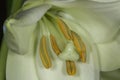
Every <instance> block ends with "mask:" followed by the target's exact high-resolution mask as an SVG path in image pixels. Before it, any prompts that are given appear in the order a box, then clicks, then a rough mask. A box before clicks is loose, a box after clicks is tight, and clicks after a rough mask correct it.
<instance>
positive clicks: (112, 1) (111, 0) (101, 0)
mask: <svg viewBox="0 0 120 80" xmlns="http://www.w3.org/2000/svg"><path fill="white" fill-rule="evenodd" d="M91 1H97V2H115V1H119V0H91Z"/></svg>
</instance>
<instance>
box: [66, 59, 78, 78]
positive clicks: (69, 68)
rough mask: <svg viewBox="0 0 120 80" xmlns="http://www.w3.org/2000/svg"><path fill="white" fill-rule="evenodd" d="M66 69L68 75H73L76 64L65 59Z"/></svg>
mask: <svg viewBox="0 0 120 80" xmlns="http://www.w3.org/2000/svg"><path fill="white" fill-rule="evenodd" d="M66 69H67V73H68V75H71V76H73V75H75V74H76V66H75V62H74V61H66Z"/></svg>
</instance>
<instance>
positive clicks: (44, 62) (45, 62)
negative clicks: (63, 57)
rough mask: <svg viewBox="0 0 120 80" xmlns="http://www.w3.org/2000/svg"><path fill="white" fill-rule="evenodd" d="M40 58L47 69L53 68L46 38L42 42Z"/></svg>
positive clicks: (40, 53)
mask: <svg viewBox="0 0 120 80" xmlns="http://www.w3.org/2000/svg"><path fill="white" fill-rule="evenodd" d="M40 58H41V60H42V63H43V65H44V67H45V68H47V69H48V68H50V67H51V66H52V62H51V59H50V56H49V55H48V51H47V45H46V37H45V36H42V38H41V40H40Z"/></svg>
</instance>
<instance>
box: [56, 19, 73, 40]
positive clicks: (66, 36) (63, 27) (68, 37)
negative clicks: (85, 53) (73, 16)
mask: <svg viewBox="0 0 120 80" xmlns="http://www.w3.org/2000/svg"><path fill="white" fill-rule="evenodd" d="M57 23H58V26H59V28H60V30H61V31H62V33H63V34H64V36H65V38H66V39H68V40H70V39H71V34H70V30H69V28H68V26H67V25H66V24H65V23H64V22H63V21H62V20H61V19H59V18H57Z"/></svg>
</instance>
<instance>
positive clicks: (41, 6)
mask: <svg viewBox="0 0 120 80" xmlns="http://www.w3.org/2000/svg"><path fill="white" fill-rule="evenodd" d="M50 8H51V5H47V4H42V5H39V6H36V7H33V8H30V9H27V10H24V11H20V12H19V13H18V14H17V15H16V17H15V23H14V25H15V26H17V25H20V26H24V25H31V24H34V23H36V22H37V21H38V20H40V19H41V18H42V17H43V15H44V14H45V13H46V12H47V10H48V9H50ZM23 9H24V7H23Z"/></svg>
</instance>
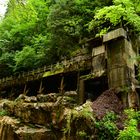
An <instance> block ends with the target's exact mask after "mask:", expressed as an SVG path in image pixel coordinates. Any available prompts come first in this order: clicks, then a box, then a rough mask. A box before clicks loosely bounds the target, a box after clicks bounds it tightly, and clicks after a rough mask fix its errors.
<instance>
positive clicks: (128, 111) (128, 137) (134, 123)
mask: <svg viewBox="0 0 140 140" xmlns="http://www.w3.org/2000/svg"><path fill="white" fill-rule="evenodd" d="M125 114H126V115H127V119H126V121H125V128H124V130H121V131H120V132H119V136H118V140H139V139H140V132H139V131H138V129H137V125H138V121H139V120H140V119H139V118H140V117H139V116H140V112H139V111H134V110H133V109H128V110H125Z"/></svg>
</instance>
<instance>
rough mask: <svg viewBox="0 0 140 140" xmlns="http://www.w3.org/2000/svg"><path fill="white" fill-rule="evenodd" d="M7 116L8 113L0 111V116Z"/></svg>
mask: <svg viewBox="0 0 140 140" xmlns="http://www.w3.org/2000/svg"><path fill="white" fill-rule="evenodd" d="M6 115H8V112H7V111H6V110H3V109H2V110H0V116H6Z"/></svg>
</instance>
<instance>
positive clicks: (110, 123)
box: [95, 112, 118, 140]
mask: <svg viewBox="0 0 140 140" xmlns="http://www.w3.org/2000/svg"><path fill="white" fill-rule="evenodd" d="M116 119H117V116H116V115H115V113H113V112H109V113H107V114H106V116H104V117H103V119H102V120H100V121H97V122H96V123H95V127H96V129H97V134H96V135H97V139H99V140H105V139H108V140H114V139H115V138H116V136H117V135H118V128H117V126H116V124H115V121H116Z"/></svg>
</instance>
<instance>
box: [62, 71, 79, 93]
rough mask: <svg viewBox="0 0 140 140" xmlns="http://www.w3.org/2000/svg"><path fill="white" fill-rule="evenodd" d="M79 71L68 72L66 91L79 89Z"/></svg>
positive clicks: (65, 82)
mask: <svg viewBox="0 0 140 140" xmlns="http://www.w3.org/2000/svg"><path fill="white" fill-rule="evenodd" d="M77 76H78V73H77V72H73V73H69V74H66V75H65V77H64V90H65V91H76V89H77V78H78V77H77Z"/></svg>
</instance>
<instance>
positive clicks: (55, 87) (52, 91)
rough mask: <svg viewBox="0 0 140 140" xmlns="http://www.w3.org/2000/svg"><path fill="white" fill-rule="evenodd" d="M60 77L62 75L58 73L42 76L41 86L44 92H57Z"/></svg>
mask: <svg viewBox="0 0 140 140" xmlns="http://www.w3.org/2000/svg"><path fill="white" fill-rule="evenodd" d="M61 79H62V76H60V75H54V76H50V77H47V78H44V79H43V81H42V86H43V88H44V92H45V94H48V93H59V87H60V84H61Z"/></svg>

________________________

Goal of the exercise:
Each line above is to be repeated exactly as written; no picture is carried over.

Answer to this problem:
Every <instance> block ends with "mask:" followed by the target's exact high-resolution mask as an SVG path in image pixels. Before it, any prompts that are given appear in the order a box, then clicks, then a rough mask. A box before clicks is loose, a box after clicks is tight, and clicks after a rough mask correct it.
<instance>
positive clicks: (112, 1) (111, 0) (101, 0)
mask: <svg viewBox="0 0 120 80" xmlns="http://www.w3.org/2000/svg"><path fill="white" fill-rule="evenodd" d="M91 1H97V2H115V1H119V0H91Z"/></svg>
</instance>
<instance>
box: [66, 59, 78, 78]
positive clicks: (69, 68)
rough mask: <svg viewBox="0 0 120 80" xmlns="http://www.w3.org/2000/svg"><path fill="white" fill-rule="evenodd" d="M66 69L68 75H73L76 64L65 59Z"/></svg>
mask: <svg viewBox="0 0 120 80" xmlns="http://www.w3.org/2000/svg"><path fill="white" fill-rule="evenodd" d="M66 69H67V73H68V75H71V76H73V75H75V74H76V66H75V62H74V61H66Z"/></svg>
</instance>
<instance>
positive clicks: (44, 62) (45, 62)
negative clicks: (63, 57)
rough mask: <svg viewBox="0 0 120 80" xmlns="http://www.w3.org/2000/svg"><path fill="white" fill-rule="evenodd" d="M40 58L47 69L53 68L46 38L42 42Z"/></svg>
positive clicks: (40, 53)
mask: <svg viewBox="0 0 120 80" xmlns="http://www.w3.org/2000/svg"><path fill="white" fill-rule="evenodd" d="M40 58H41V60H42V63H43V65H44V67H45V68H47V69H48V68H50V67H51V66H52V62H51V59H50V56H49V55H48V51H47V45H46V37H45V36H42V38H41V40H40Z"/></svg>
</instance>
<instance>
box: [56, 19, 73, 40]
positive clicks: (66, 36) (63, 27) (68, 37)
negative clicks: (85, 53) (73, 16)
mask: <svg viewBox="0 0 120 80" xmlns="http://www.w3.org/2000/svg"><path fill="white" fill-rule="evenodd" d="M57 23H58V26H59V28H60V30H61V31H62V33H63V34H64V36H65V38H66V39H68V40H70V39H71V34H70V30H69V28H68V26H67V25H66V24H65V23H64V22H63V21H62V20H61V19H59V18H57Z"/></svg>
</instance>
<instance>
positive clicks: (41, 6)
mask: <svg viewBox="0 0 120 80" xmlns="http://www.w3.org/2000/svg"><path fill="white" fill-rule="evenodd" d="M50 8H51V5H47V4H42V5H39V6H36V7H33V8H30V9H27V10H24V11H20V12H19V13H18V14H17V15H16V17H15V23H14V25H15V26H17V25H20V26H24V25H31V24H34V23H36V22H37V21H38V20H40V19H41V18H42V17H43V15H44V14H45V13H46V12H47V10H48V9H50ZM23 9H24V7H23Z"/></svg>
</instance>
An <instance> block ends with the target's exact mask after "mask:", expressed as an SVG path in image pixel coordinates. Any available prompts come first in this order: clicks, then a box, then a rough mask. A box before clicks loosely bounds the target, a box after clicks bounds it tightly, and clicks after a rough mask fix its errors.
<instance>
positive clicks: (128, 111) (128, 137) (134, 123)
mask: <svg viewBox="0 0 140 140" xmlns="http://www.w3.org/2000/svg"><path fill="white" fill-rule="evenodd" d="M125 114H126V115H127V119H126V121H125V128H124V130H121V131H120V132H119V136H118V140H139V139H140V132H139V131H138V129H137V125H138V121H139V120H140V119H139V118H140V117H139V116H140V112H139V111H134V110H133V109H128V110H125Z"/></svg>
</instance>
<instance>
rough mask: <svg viewBox="0 0 140 140" xmlns="http://www.w3.org/2000/svg"><path fill="white" fill-rule="evenodd" d="M7 116L8 113L0 111V116Z"/></svg>
mask: <svg viewBox="0 0 140 140" xmlns="http://www.w3.org/2000/svg"><path fill="white" fill-rule="evenodd" d="M6 115H8V112H7V111H6V110H3V109H2V110H0V116H6Z"/></svg>
</instance>
<instance>
positive clicks: (110, 123)
box: [95, 112, 118, 140]
mask: <svg viewBox="0 0 140 140" xmlns="http://www.w3.org/2000/svg"><path fill="white" fill-rule="evenodd" d="M116 119H117V116H116V115H115V113H113V112H109V113H107V114H106V116H104V117H103V119H102V120H100V121H97V122H96V123H95V127H96V129H97V134H96V135H97V139H99V140H105V139H108V140H114V139H115V138H116V136H117V135H118V128H117V126H116V124H115V121H116Z"/></svg>
</instance>
<instance>
box: [62, 71, 79, 93]
rough mask: <svg viewBox="0 0 140 140" xmlns="http://www.w3.org/2000/svg"><path fill="white" fill-rule="evenodd" d="M79 71L68 72L66 91L79 89Z"/></svg>
positive clicks: (65, 82)
mask: <svg viewBox="0 0 140 140" xmlns="http://www.w3.org/2000/svg"><path fill="white" fill-rule="evenodd" d="M77 76H78V73H77V72H73V73H69V74H66V75H65V77H64V90H65V91H76V89H77V78H78V77H77Z"/></svg>
</instance>
<instance>
positive clicks: (55, 87) (52, 91)
rough mask: <svg viewBox="0 0 140 140" xmlns="http://www.w3.org/2000/svg"><path fill="white" fill-rule="evenodd" d="M60 77L62 75L58 73L42 76L41 86L44 92H57Z"/></svg>
mask: <svg viewBox="0 0 140 140" xmlns="http://www.w3.org/2000/svg"><path fill="white" fill-rule="evenodd" d="M61 79H62V76H60V75H54V76H50V77H47V78H44V79H43V81H42V86H43V88H44V92H45V94H48V93H59V87H60V84H61Z"/></svg>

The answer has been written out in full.